MATERIAL FOR THE TASK ▸
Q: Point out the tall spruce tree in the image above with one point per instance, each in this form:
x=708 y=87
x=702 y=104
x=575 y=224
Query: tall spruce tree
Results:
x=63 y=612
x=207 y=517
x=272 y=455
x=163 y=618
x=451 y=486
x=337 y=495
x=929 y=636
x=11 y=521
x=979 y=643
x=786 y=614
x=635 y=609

DIRECTION ▸
Reproduce the material above line for line, keeping every character unchanged.

WRITTEN RESPONSE ▸
Q: Point out the tall spruce tree in the image above with one point per instance, each in this form:
x=708 y=87
x=702 y=104
x=575 y=224
Query: tall spruce tree
Results:
x=63 y=612
x=207 y=517
x=272 y=455
x=163 y=618
x=451 y=486
x=337 y=495
x=929 y=636
x=11 y=521
x=979 y=643
x=786 y=614
x=635 y=609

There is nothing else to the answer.